[Milsurplus] Question on A/C fixed antenna
Robert Downs
wa5cab at cs.com
Wed Jul 3 17:56:58 EDT 2019
And a hard copy is available at www.wa5cab.com
Robert Downs
From: milsurplus-bounces at mailman.qth.net [mailto:milsurplus-bounces at mailman.qth.net] On Behalf Of Jim Whartenby
Sent: Wednesday, July 3, 2019 12:23
To: Military Surplus Mail List
Subject: Re: [Milsurplus] Question on A/C fixed antenna
PDF of "Airborne Radio Equipment Handbook". 1943 can be found here:
https://cdn.shopify.com/s/files/1/1343/9895/files/Airborne_Radio_Equipment_Manual_1943.pdf?
Nice resource, thanks Mike!
Other aircraft related manuals can be found here:
https://aeroantique.com/pages/downloads
Jim
I wonder why people argue over the 10% of their differences and ignore the 90% they agree on?
On Sunday, June 2, 2019, 8:39:45 AM CDT, Michael Hanz <aaf-radio-1 at aafradio.org> wrote:
I might respectfully suggest that the question might be better worded as the internal fuselage run length of the HF antenna to the transmitter. All of the large WWII US aircraft that I'm familiar with used antenna relays which provided the receiver with a signal almost as an oh by the way issue. You'll see a lot more effort put into keeping the antenna lead short to the transmitter, not the receiver. That makes sense, since you have a lot more trouble consistently loading a transmitter with long lengths of bare (or bead insulated) transmission line running all over the place. The receivers pretty much worked fine with whatever insulated wire it took to get from the antenna relay, and routing in the various photos I have don't seem to show a lot of the care devoted to the transmitter lead-in.*
*(That all changed with the end of the war, prompted by the requirement for using coax for the VHF sets earlier in the war. Except for the legacy AN/ARC-8 set, postwar HF sets evolved into coax to a generally remote antenna tuner. That made the HF antenna connection very short and freed up options for transmitter placement within the airframe.)

= = =

- _Requests_
(1) Answer these questions from the antenna thread:
(a) What year does the thread give for the "Airborne Radio Equipment Handbook" PDF?
(b) In large WWII US aircraft, which antenna lead got more effort to keep short?
(c) Which legacy set is named as the exception to postwar HF sets evolving into coax to a remote antenna tuner?
(2) Write out the stretch of the antenna thread from "Other aircraft related" through "they agree on?".

- _Data_
= = =

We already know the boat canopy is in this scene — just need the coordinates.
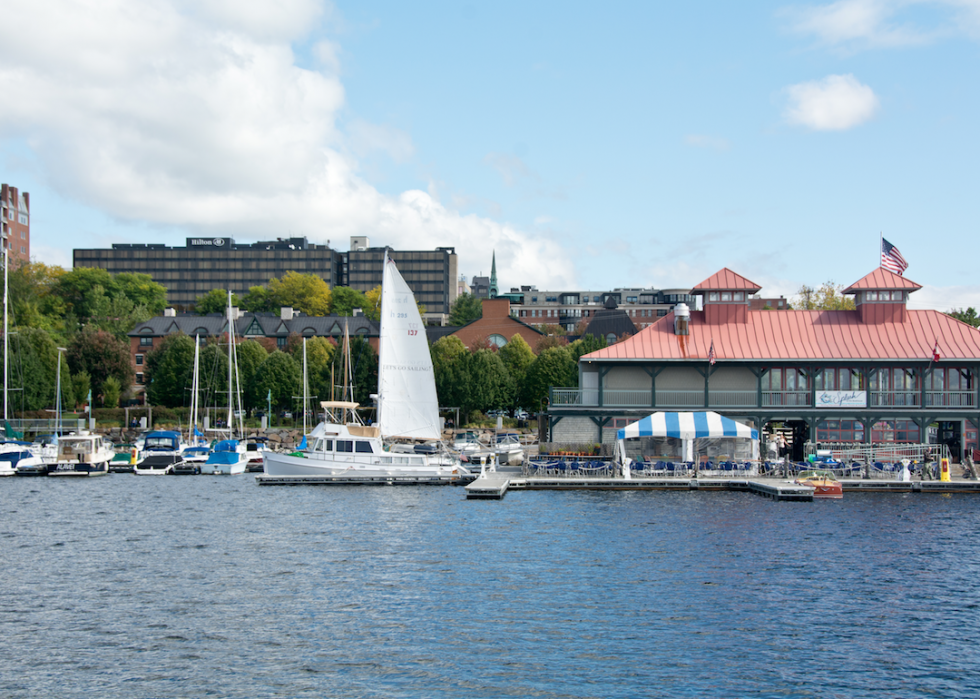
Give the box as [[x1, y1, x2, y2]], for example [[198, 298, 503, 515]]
[[616, 410, 759, 439]]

= = =

- _Completed exercise_
(1)
(a) 1943
(b) The lead to the transmitter.
(c) The AN/ARC-8.

(2)
Other aircraft related manuals can be found here:
https://aeroantique.com/pages/downloads
Jim
I wonder why people argue over the 10% of their differences and ignore the 90% they agree on?